Problem. Present every line of the records below as a Markdown table with the columns "Row" and "Line", numbering the rows in order and skipping blank lines. Leave the pictures out.

Data shown.
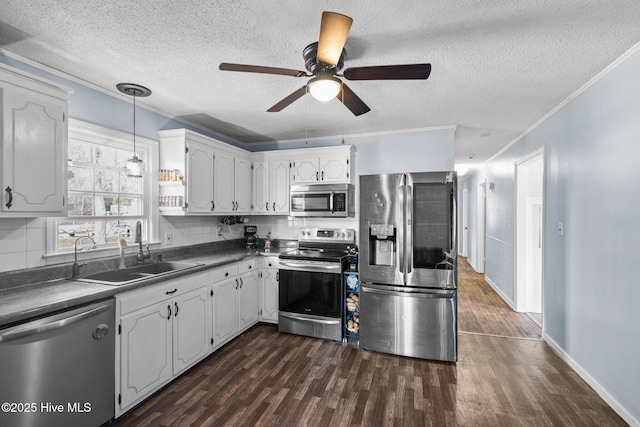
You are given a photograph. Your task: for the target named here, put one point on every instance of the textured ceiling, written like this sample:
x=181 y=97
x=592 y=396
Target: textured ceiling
x=498 y=66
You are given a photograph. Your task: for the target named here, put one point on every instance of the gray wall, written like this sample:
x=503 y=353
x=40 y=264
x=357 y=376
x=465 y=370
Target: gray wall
x=591 y=291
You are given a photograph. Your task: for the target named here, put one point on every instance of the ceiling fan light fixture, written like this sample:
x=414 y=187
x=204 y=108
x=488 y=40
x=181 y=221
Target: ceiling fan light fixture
x=324 y=88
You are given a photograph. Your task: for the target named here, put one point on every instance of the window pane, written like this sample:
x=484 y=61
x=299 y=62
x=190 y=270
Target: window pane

Solution to the problem.
| Row | Line |
|---|---|
| 1 | You are given a photograph. Your task: for the target named here, put one point on every instance of the textured ceiling, written like this sample: |
| 2 | x=181 y=97 |
| 3 | x=592 y=396 |
| 4 | Target: textured ceiling |
| 5 | x=498 y=66 |
| 6 | You are given a photograph. Your task: for the target named here, put one point on every instance of the gray wall, written like this sample: |
| 7 | x=503 y=353 |
| 8 | x=40 y=264 |
| 9 | x=357 y=376 |
| 10 | x=465 y=370 |
| 11 | Target: gray wall |
| 12 | x=591 y=291 |
| 13 | You are given a photograph. Your task: for the target named here, put one point on every instance of the ceiling fan light fixture, written like this sample: |
| 14 | x=414 y=187 |
| 15 | x=204 y=108 |
| 16 | x=488 y=40 |
| 17 | x=181 y=221 |
| 18 | Target: ceiling fan light fixture |
| 19 | x=324 y=88 |
| 20 | You are given a photograph. Your task: for the target named here, put one point on every instance of the window pane, written like this sample: |
| 21 | x=484 y=61 |
| 22 | x=299 y=62 |
| 23 | x=190 y=270 |
| 24 | Target: window pane |